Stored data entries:
=======
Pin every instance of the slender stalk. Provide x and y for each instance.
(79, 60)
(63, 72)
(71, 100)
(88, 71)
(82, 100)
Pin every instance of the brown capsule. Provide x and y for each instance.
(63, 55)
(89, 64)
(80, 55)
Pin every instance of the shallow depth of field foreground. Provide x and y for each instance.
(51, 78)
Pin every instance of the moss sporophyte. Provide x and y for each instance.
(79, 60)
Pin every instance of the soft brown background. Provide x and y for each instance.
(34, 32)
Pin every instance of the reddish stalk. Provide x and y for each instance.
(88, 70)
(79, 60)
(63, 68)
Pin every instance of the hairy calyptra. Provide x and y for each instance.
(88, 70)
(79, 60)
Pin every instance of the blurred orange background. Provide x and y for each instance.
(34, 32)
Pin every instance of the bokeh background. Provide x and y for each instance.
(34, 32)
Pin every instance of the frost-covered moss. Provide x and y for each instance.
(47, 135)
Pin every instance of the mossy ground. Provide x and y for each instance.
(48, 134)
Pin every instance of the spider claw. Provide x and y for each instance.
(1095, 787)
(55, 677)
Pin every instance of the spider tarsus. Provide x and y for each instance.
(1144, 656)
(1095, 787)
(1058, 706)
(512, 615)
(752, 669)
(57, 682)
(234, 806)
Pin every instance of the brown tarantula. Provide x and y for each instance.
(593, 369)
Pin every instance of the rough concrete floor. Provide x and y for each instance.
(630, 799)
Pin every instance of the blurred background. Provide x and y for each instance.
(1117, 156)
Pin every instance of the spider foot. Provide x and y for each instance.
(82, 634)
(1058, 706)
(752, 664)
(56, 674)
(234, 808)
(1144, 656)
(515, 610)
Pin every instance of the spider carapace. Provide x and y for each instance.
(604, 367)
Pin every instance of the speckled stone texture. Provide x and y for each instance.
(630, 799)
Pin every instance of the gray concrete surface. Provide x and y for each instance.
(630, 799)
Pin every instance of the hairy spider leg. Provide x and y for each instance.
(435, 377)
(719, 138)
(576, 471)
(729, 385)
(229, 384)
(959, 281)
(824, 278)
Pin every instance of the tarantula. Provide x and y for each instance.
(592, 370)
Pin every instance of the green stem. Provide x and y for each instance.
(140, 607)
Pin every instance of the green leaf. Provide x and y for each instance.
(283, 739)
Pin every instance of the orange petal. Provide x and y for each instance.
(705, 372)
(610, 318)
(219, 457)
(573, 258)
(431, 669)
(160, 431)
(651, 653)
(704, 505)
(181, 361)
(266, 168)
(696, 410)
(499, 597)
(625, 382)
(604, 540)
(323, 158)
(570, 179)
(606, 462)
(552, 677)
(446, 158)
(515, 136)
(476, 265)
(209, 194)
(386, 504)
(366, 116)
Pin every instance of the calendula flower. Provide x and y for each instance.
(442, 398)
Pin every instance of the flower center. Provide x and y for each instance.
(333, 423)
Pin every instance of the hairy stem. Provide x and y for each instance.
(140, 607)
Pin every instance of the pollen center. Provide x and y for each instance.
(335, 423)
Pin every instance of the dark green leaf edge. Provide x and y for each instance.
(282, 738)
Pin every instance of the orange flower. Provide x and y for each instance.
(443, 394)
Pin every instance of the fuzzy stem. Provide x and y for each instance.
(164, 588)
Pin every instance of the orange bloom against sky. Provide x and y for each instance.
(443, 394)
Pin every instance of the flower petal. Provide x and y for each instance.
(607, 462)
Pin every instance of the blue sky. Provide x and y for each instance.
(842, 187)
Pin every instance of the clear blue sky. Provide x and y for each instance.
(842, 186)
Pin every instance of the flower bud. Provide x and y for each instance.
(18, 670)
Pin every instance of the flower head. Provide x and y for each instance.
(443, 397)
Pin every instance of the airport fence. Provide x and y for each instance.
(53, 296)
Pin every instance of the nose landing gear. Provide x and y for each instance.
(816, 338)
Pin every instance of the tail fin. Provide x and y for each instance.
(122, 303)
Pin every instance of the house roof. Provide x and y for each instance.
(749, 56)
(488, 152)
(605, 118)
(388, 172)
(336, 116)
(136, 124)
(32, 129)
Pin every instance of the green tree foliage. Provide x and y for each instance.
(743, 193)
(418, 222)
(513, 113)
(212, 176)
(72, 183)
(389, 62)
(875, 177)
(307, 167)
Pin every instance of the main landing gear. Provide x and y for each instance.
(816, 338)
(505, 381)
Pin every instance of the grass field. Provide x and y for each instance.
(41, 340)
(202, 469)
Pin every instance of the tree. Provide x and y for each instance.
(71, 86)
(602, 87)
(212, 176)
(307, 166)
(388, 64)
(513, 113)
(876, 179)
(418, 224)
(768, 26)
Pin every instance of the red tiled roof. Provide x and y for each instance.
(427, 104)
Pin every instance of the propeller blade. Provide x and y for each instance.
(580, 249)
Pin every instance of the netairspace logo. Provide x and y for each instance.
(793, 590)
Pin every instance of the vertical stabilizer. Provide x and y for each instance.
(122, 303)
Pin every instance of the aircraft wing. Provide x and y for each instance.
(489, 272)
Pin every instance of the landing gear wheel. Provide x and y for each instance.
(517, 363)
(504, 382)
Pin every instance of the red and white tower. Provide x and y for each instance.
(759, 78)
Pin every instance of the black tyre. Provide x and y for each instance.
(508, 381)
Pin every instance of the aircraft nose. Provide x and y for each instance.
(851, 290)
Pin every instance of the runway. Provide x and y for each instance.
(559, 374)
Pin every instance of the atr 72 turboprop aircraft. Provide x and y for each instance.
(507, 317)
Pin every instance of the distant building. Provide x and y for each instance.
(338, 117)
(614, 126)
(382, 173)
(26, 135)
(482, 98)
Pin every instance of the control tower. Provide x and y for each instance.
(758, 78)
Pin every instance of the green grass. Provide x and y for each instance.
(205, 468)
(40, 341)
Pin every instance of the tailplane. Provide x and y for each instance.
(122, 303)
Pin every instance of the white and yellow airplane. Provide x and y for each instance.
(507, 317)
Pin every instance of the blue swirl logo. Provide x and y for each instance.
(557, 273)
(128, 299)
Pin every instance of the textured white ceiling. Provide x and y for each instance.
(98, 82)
=======
- [WHAT THE TASK REQUIRES] Could the data above be returned exactly as it stands?

- [EXERCISE ANSWER]
Pin every instance of the slender stalk. Provide x and y for each instance.
(79, 60)
(63, 72)
(71, 100)
(88, 71)
(82, 100)
Pin every instance of the brown capsule. Provide x and y for each instance.
(63, 55)
(89, 64)
(80, 55)
Pin every instance of the shallow depth of field foreground. Provide x and y for each instance.
(51, 78)
Pin every instance of the moss sporophyte. Provide x and y for each instance.
(79, 60)
Pin every instance of the soft brown background. Provide x and y for each instance.
(34, 32)
Pin every instance of the reddish stalk. Provide x and y for each instance.
(88, 70)
(79, 60)
(63, 68)
Pin every instance of the hairy calyptra. Provide x and y for each instance.
(88, 70)
(79, 60)
Pin every instance of the blurred orange background. Provide x and y for each instance.
(34, 32)
Pin every instance of the bokeh background. Provide x and y for each instance.
(34, 32)
Pin every instance of the frost-covered moss. Provide x and y for each instance.
(47, 135)
Pin every instance of the mossy ground. Provide x and y for each instance.
(48, 134)
Pin every instance of the spider claw. Provide x and y for each instance.
(1095, 787)
(55, 677)
Pin every instance of the spider tarsus. Provide x and y for each instance.
(1144, 656)
(1095, 787)
(1058, 706)
(512, 615)
(752, 669)
(57, 682)
(234, 806)
Pin every instance of the brown tarantula. Provide x and y for each instance.
(593, 369)
Pin every instance of the rough concrete floor. Provide x and y for each instance.
(630, 799)
Pin every instance of the blurred background. Provide x and y for each instance.
(1117, 156)
Pin every instance of the spider foot. Provide x and y for each instance.
(82, 634)
(1058, 706)
(752, 664)
(56, 674)
(234, 808)
(1144, 656)
(515, 610)
Pin every instance of the spider carapace. Provide x and y for each instance.
(604, 367)
Pin every instance of the speckled stone texture. Provide x and y for each instance.
(630, 799)
Pin every instance of the gray concrete surface. Provide x and y for each instance.
(630, 799)
Pin every instance of the hairy spider leg. Provide x and y for each instance.
(435, 377)
(719, 138)
(576, 471)
(729, 385)
(229, 384)
(959, 281)
(824, 278)
Pin every instance of the tarantula. Provide x and y for each instance.
(592, 370)
Pin every instance of the green stem. Provide x and y for each instance.
(140, 607)
Pin every instance of the green leaf. Provide x and y for each instance.
(283, 739)
Pin every instance of the orange petal. Provide x and y for each instance.
(705, 372)
(610, 318)
(219, 457)
(573, 258)
(431, 669)
(160, 431)
(651, 653)
(704, 505)
(181, 361)
(266, 168)
(696, 410)
(499, 597)
(625, 382)
(604, 540)
(323, 158)
(570, 179)
(606, 462)
(552, 677)
(446, 158)
(515, 136)
(476, 265)
(209, 194)
(386, 504)
(366, 116)
Pin every instance of the calendula flower. Provide x and y for each instance.
(442, 398)
Pin every instance of the flower center. Provide x and y for each instance.
(333, 423)
Pin every instance of the hairy stem. Provide x and y for each instance.
(140, 607)
Pin every instance of the pollen center. Provide x and y for each instance.
(335, 423)
Pin every instance of the dark green leaf edge. Provide x and y for each instance.
(282, 738)
Pin every instance of the orange flower. Provide x and y for each instance.
(443, 394)
Pin every instance of the fuzzy stem. Provide x and y for each instance.
(164, 588)
Pin every instance of the orange bloom against sky. Provide x and y for each instance.
(443, 394)
Pin every instance of the flower petal. Provide x and y for each instance.
(607, 462)
Pin every instance of the blue sky. Provide x and y for each instance.
(842, 187)
Pin every instance of the clear blue sky. Provide x and y for each instance.
(842, 186)
Pin every instance of the flower bud. Provide x and y for each instance.
(18, 670)
Pin every instance of the flower head. Provide x and y for each instance.
(443, 397)
Pin every instance of the airport fence. Provide x and y for each instance.
(53, 296)
Pin every instance of the nose landing gear. Provide x and y for each instance.
(816, 338)
Pin every instance of the tail fin. Provide x and y for each instance.
(122, 303)
Pin every instance of the house roof. Provide x and y for each instance.
(749, 56)
(488, 152)
(605, 118)
(388, 172)
(336, 116)
(136, 124)
(32, 129)
Pin every instance of the green tree foliage. Provide x and y for each instance.
(743, 193)
(418, 222)
(513, 113)
(212, 176)
(72, 183)
(389, 62)
(875, 177)
(307, 167)
Pin every instance of the main landing gear. Provide x and y for each instance.
(816, 338)
(505, 381)
Pin every instance of the grass field. Provide x and y for each instance.
(41, 340)
(202, 469)
Pin every instance of the tree. Provide x and y for each instance.
(71, 86)
(602, 87)
(212, 176)
(307, 166)
(388, 64)
(513, 113)
(876, 179)
(418, 224)
(768, 26)
Pin every instance of the red tiled roof. Provide x and y for each instance.
(427, 104)
Pin every instance of the propeller blade. Provide x and y for each instance.
(580, 249)
Pin every instance of the netairspace logo. Provide x and y for each instance.
(793, 590)
Pin every instance of the vertical stabilizer. Provide x and y for each instance.
(122, 303)
Pin every instance of the aircraft wing. Provide x and y for each instance.
(489, 272)
Pin every instance of the landing gear wheel. Provide x and y for each instance.
(517, 363)
(504, 382)
Pin every instance of the red and white tower. Provide x and y for each instance.
(759, 78)
Pin every instance of the black tyre. Provide x and y for each instance.
(508, 381)
Pin every instance of the aircraft nose. Provide x and y for each instance.
(851, 290)
Pin every instance of the runway. Provide x and y for each instance.
(559, 374)
Pin every instance of the atr 72 turboprop aircraft. Provide x and y for each instance.
(507, 317)
Pin every instance of the distant building. Provide x and y for each instance.
(338, 117)
(614, 126)
(382, 173)
(26, 135)
(482, 98)
Pin every instance of the control tower. Provide x and y for each instance.
(758, 78)
Pin every instance of the green grass. Provide x and y for each instance.
(205, 468)
(40, 341)
Pin every instance of the tailplane. Provide x and y for each instance.
(122, 303)
Pin every instance of the white and yellow airplane. Provide x and y for each instance.
(507, 317)
Pin every instance of the blue swirl logo. Provide x and y for each instance.
(557, 273)
(128, 299)
Pin every instance of the textured white ceiling. Provide x and y for each instance.
(98, 82)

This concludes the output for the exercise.